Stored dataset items
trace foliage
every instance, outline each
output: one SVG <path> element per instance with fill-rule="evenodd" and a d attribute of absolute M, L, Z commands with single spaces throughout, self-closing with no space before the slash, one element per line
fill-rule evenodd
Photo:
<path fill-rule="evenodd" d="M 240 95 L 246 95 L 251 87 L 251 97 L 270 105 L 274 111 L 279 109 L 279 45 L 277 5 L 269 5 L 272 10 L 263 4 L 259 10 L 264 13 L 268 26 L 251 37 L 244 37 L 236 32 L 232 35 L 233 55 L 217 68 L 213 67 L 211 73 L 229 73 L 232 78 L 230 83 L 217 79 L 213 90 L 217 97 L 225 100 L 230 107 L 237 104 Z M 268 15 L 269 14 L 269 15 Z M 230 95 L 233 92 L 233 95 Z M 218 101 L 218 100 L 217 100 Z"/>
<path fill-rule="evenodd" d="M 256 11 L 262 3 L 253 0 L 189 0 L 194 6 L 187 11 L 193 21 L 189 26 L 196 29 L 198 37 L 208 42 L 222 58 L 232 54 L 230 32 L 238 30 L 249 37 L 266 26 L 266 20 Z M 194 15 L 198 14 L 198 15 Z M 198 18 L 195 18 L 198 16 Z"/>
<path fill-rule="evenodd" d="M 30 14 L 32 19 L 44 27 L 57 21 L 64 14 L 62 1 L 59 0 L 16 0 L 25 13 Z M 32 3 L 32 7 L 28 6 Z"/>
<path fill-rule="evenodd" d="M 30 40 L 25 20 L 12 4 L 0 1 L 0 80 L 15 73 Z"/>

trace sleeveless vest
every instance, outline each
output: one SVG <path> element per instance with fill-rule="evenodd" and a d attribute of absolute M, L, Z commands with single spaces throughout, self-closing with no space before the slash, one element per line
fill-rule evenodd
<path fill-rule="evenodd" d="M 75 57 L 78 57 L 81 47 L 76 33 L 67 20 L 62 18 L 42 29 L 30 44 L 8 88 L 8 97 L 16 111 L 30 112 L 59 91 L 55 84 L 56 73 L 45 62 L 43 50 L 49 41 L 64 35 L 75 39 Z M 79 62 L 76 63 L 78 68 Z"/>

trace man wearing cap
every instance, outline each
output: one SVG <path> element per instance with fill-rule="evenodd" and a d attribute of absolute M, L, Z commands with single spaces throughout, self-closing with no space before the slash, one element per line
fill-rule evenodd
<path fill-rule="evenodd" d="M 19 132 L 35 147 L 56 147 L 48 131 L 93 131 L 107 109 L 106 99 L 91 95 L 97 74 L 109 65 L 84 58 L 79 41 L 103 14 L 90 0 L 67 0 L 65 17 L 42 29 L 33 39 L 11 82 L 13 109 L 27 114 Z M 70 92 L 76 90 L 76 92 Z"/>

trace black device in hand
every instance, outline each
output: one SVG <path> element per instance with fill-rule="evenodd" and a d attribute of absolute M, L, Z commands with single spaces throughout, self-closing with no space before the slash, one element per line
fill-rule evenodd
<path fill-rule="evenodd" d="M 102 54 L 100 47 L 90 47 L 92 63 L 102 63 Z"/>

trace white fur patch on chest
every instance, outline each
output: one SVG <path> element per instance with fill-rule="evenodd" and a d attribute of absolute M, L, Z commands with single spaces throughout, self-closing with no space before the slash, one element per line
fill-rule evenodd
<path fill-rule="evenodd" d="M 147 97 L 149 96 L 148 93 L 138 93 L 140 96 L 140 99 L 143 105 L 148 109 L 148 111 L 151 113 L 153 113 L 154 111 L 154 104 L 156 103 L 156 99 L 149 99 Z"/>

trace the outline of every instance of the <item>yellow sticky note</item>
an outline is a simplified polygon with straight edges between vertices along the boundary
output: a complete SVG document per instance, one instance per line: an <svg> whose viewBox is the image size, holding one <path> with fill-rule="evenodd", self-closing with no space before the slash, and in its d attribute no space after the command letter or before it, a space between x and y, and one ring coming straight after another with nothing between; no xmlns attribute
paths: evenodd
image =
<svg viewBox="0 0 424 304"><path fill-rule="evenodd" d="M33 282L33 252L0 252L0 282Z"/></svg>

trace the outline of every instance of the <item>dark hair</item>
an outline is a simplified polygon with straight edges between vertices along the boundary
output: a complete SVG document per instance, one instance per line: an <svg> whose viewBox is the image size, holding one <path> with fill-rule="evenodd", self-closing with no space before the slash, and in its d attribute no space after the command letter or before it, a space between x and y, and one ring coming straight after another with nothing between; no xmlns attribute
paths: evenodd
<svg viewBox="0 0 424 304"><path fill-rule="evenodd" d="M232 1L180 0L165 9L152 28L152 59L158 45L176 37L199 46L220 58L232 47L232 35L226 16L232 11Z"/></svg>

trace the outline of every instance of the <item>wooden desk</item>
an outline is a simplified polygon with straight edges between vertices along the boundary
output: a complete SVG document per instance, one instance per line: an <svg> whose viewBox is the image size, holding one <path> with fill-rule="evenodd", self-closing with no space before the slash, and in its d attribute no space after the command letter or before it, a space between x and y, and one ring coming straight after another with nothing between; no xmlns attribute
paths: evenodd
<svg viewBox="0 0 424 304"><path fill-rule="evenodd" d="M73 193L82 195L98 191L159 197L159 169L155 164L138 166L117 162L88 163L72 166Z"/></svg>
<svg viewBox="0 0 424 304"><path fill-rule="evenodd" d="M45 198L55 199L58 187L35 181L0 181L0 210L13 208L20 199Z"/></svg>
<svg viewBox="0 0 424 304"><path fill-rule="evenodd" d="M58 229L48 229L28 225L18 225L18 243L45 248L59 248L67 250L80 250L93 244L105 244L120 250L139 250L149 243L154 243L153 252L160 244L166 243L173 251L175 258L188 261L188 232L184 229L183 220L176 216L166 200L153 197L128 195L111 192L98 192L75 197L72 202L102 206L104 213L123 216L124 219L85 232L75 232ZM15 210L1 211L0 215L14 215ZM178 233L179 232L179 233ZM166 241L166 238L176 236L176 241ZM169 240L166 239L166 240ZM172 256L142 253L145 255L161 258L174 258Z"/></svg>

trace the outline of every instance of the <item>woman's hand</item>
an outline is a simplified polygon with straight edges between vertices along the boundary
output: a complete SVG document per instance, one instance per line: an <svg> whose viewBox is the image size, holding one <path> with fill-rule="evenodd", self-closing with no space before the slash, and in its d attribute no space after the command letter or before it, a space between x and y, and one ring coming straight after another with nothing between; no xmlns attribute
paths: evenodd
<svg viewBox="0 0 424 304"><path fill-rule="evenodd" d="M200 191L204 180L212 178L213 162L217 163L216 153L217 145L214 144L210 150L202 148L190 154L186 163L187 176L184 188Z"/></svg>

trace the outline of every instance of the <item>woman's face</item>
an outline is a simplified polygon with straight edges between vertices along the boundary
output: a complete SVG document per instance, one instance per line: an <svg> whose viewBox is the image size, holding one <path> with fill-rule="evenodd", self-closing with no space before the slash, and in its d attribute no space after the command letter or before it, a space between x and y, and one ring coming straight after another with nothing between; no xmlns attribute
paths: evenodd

- [WRITTEN INSTRUCTION]: Reproduce all of the rows above word for word, in the same order.

- [WRITTEN ANSWER]:
trace foliage
every instance, outline each
output: one SVG <path> element per instance with fill-rule="evenodd" and a d attribute of absolute M, L, Z commands with single spaces throughout, self-closing with no space before the slash, one element per line
fill-rule evenodd
Photo:
<path fill-rule="evenodd" d="M 240 95 L 246 95 L 251 87 L 251 97 L 270 105 L 274 111 L 279 109 L 279 45 L 277 5 L 269 5 L 272 10 L 263 4 L 259 10 L 264 13 L 268 26 L 251 37 L 244 37 L 236 32 L 232 35 L 233 55 L 217 68 L 213 67 L 211 73 L 229 73 L 232 78 L 230 83 L 217 79 L 213 90 L 217 97 L 225 100 L 230 107 L 237 104 Z M 268 15 L 269 14 L 269 15 Z M 230 95 L 233 92 L 233 95 Z M 218 101 L 218 100 L 217 100 Z"/>
<path fill-rule="evenodd" d="M 256 11 L 262 3 L 253 0 L 189 0 L 194 6 L 187 11 L 193 21 L 189 26 L 196 29 L 198 37 L 208 42 L 222 58 L 232 54 L 230 32 L 238 30 L 249 37 L 266 26 L 266 20 Z M 194 15 L 198 14 L 198 15 Z M 198 18 L 195 18 L 198 16 Z"/>
<path fill-rule="evenodd" d="M 30 14 L 32 19 L 44 27 L 57 21 L 64 14 L 62 1 L 59 0 L 16 0 L 25 13 Z M 32 3 L 32 7 L 28 6 Z"/>
<path fill-rule="evenodd" d="M 30 40 L 25 20 L 12 4 L 0 1 L 0 80 L 15 73 Z"/>

trace sleeveless vest
every instance, outline each
output: one SVG <path> element per instance with fill-rule="evenodd" and a d attribute of absolute M, L, Z commands with single spaces throughout, self-closing with no space before the slash, one element per line
fill-rule evenodd
<path fill-rule="evenodd" d="M 75 57 L 78 57 L 81 47 L 76 33 L 67 20 L 62 18 L 42 29 L 30 44 L 8 88 L 8 97 L 16 111 L 30 112 L 59 91 L 55 84 L 56 73 L 45 62 L 43 50 L 49 41 L 64 35 L 75 39 Z M 79 62 L 76 63 L 78 68 Z"/>

trace man wearing cap
every instance, outline each
output: one SVG <path> element per instance with fill-rule="evenodd" and a d attribute of absolute M, L, Z commands with single spaces throughout, self-closing with no space before the slash, one element per line
fill-rule evenodd
<path fill-rule="evenodd" d="M 19 132 L 35 147 L 56 147 L 48 131 L 93 131 L 107 109 L 106 99 L 91 95 L 97 74 L 109 65 L 84 58 L 79 41 L 103 14 L 90 0 L 67 0 L 65 17 L 42 29 L 33 39 L 11 82 L 13 109 L 27 114 Z M 70 92 L 76 90 L 76 92 Z"/>

trace black device in hand
every instance, outline each
output: one SVG <path> element per instance with fill-rule="evenodd" and a d attribute of absolute M, L, Z commands with single spaces throughout, self-closing with no space before the slash, one element per line
fill-rule evenodd
<path fill-rule="evenodd" d="M 102 54 L 100 47 L 90 47 L 92 63 L 102 63 Z"/>

trace white fur patch on chest
every instance, outline each
output: one SVG <path> element per instance with fill-rule="evenodd" and a d attribute of absolute M, L, Z commands with single spaces throughout, self-closing with no space before the slash, one element per line
fill-rule evenodd
<path fill-rule="evenodd" d="M 147 97 L 149 96 L 148 93 L 138 93 L 140 96 L 140 99 L 143 105 L 148 109 L 148 111 L 151 113 L 153 113 L 154 111 L 154 104 L 156 103 L 156 99 L 149 99 Z"/>

trace the outline of every instance of the <item>yellow sticky note</item>
an outline is a simplified polygon with straight edges between vertices along the boundary
output: a complete SVG document per instance, one instance per line: an <svg> whose viewBox is the image size, holding one <path> with fill-rule="evenodd", self-closing with no space before the slash, and in its d attribute no space after the command letter or before it, a space between x and y, and one ring coming straight after another with nothing between; no xmlns attribute
paths: evenodd
image =
<svg viewBox="0 0 424 304"><path fill-rule="evenodd" d="M33 282L33 252L0 252L0 282Z"/></svg>

trace the outline of every instance of the <item>dark hair</item>
an outline is a simplified polygon with straight edges between vertices along the boundary
output: a complete SVG document per instance, one instance per line: an <svg> whose viewBox is the image size, holding one <path> with fill-rule="evenodd", self-closing with no space before the slash, and in its d attribute no space after the command letter or before it, a space between x and y, and one ring coming straight after another with nothing between; no xmlns attribute
paths: evenodd
<svg viewBox="0 0 424 304"><path fill-rule="evenodd" d="M232 1L180 0L165 9L152 28L152 59L158 45L176 37L199 46L220 58L232 47L232 35L226 16L232 11Z"/></svg>

trace the outline of every instance of the <item>wooden desk</item>
an outline is a simplified polygon with straight edges between vertices along the boundary
output: a complete SVG document per instance, one instance per line: an <svg> whose viewBox is the image size, holding one <path> with fill-rule="evenodd", self-closing with no space before the slash, and in its d attribute no space after the command letter or before it, a space between x and y, and one ring coming straight after another with nothing between; no xmlns attribute
paths: evenodd
<svg viewBox="0 0 424 304"><path fill-rule="evenodd" d="M73 193L82 195L98 191L159 197L159 169L155 164L138 166L117 162L88 163L72 166Z"/></svg>
<svg viewBox="0 0 424 304"><path fill-rule="evenodd" d="M45 198L55 199L58 187L35 181L0 181L0 210L13 208L20 199Z"/></svg>
<svg viewBox="0 0 424 304"><path fill-rule="evenodd" d="M58 229L48 229L28 225L18 225L18 243L45 248L59 248L67 250L80 250L93 244L105 244L120 250L139 250L149 243L154 243L153 252L160 244L166 243L173 251L175 258L188 261L188 232L184 229L183 220L176 216L166 200L153 197L128 195L111 192L98 192L75 197L72 202L102 206L104 213L123 216L124 219L85 232L75 232ZM15 210L1 211L0 215L14 215ZM178 233L179 232L179 233ZM166 241L166 238L176 236L176 241ZM169 240L166 239L166 240ZM172 256L142 253L145 255L161 258L174 258Z"/></svg>

trace the outline of every instance of the <item>woman's hand</item>
an outline is a simplified polygon with straight edges between vertices along the boundary
output: a complete SVG document per instance, one instance per line: an <svg> whose viewBox is the image size, holding one <path> with fill-rule="evenodd", self-closing with no space before the slash, and in its d attribute no space after the command letter or before it, a space between x and y, and one ring coming straight after another with nothing between; no xmlns attribute
paths: evenodd
<svg viewBox="0 0 424 304"><path fill-rule="evenodd" d="M200 191L204 180L212 178L213 162L217 163L216 153L217 145L214 144L210 150L202 148L190 154L186 163L187 176L184 188Z"/></svg>

trace the outline of every instance of the <item>woman's face</item>
an outline is a simplified polygon with straight edges between vertices along the boundary
output: a complete SVG document per instance, one instance per line: an <svg> whose viewBox is the image size, holding one <path> with fill-rule="evenodd", self-closing with no space before the slash, and in its d attribute no space after the command letter or before it, a space between x and y, and one ring coming straight after another with nothing between; no xmlns attribute
paths: evenodd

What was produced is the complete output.